### What is being asked
Print the data below exactly as it stands, and keep the pictures out.

Image-grounded pointing data:
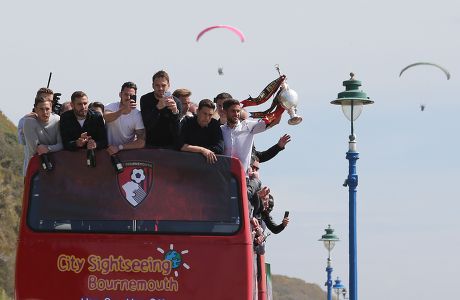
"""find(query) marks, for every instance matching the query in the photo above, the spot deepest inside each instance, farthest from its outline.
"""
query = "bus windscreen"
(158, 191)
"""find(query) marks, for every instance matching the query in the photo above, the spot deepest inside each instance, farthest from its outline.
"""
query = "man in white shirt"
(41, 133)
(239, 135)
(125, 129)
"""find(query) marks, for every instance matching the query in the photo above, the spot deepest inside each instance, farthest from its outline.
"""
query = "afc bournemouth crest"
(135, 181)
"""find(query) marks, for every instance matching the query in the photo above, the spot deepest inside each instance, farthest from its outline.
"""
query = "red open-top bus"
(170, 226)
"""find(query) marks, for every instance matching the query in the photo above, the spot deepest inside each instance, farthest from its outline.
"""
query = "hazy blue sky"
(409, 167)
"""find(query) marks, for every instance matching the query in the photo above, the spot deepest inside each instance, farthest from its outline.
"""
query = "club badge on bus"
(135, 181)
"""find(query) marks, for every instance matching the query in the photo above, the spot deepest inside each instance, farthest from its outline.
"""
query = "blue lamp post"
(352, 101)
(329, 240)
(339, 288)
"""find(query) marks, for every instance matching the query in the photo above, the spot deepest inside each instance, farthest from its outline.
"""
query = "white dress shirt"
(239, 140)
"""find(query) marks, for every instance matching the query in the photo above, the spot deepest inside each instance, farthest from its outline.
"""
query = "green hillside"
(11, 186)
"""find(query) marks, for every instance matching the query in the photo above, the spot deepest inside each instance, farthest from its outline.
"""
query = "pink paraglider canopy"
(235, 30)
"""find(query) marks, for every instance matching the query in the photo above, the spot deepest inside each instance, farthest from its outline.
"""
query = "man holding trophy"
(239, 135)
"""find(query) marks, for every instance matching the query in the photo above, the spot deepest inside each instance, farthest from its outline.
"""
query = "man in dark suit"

### Exercise result
"""find(query) marks, for every instance matching the query in the photo above, the spot deepest inside each instance, farthest from its outline.
"""
query = "bus windscreen"
(158, 191)
"""find(query) marks, for every instance matching the query in the photo above, the spot deepest inside each instance, farthest from its outline.
"""
query = "man in white shirt"
(41, 133)
(239, 135)
(125, 129)
"""find(query) marks, for every instance matching the query in the photo above, the spot deepest inside each instance, farthest from its outline.
"""
query = "afc bournemouth crest"
(135, 181)
"""find(query) marks, for every instance matching the query in the photo above, the spot deepest inside each instance, farthest from its outline.
"""
query = "red open-top bus"
(170, 226)
"""find(query) marks, for every instance matching the query in the photo above, the spot deepest inside each instance, farthest from its outline.
"""
query = "hazy blue sky"
(409, 167)
"""find(query) marks, for every instance matching the query in the photo above, the spot deepest inside each instance, farthest from its outline.
"""
query = "club badge on bus"
(135, 181)
"""find(query) marks, for every instance matching the query in the photo above, the spot deepest inside each instance, farthest from its outline.
"""
query = "blue lamp post"
(352, 101)
(329, 240)
(339, 288)
"""find(query) marks, for every instance matching the query in the photo above, the spot deepest inside each instance, farthest from its outline.
"""
query = "white dress shirt"
(239, 140)
"""find(query) marks, for every instance matching the query in the photo above, the spot deepest inside each instance, farthest from its outline.
"""
query = "green hillside"
(11, 186)
"""find(query) marks, for every instance matching the query in the photo above, the spot deepest inside each instance, farthest from its outline.
"""
query = "pink paraglider canopy"
(235, 30)
"""find(query) marks, for every instance matching the query in the photo above, the spot deepest inside each instance, farthest from its outline.
"""
query = "man holding trophy"
(239, 135)
"""find(query) marks, for every instance matching the query in the photo above, the spot deepest inside each instance, farthest from its outline.
"""
query = "man in dark suit"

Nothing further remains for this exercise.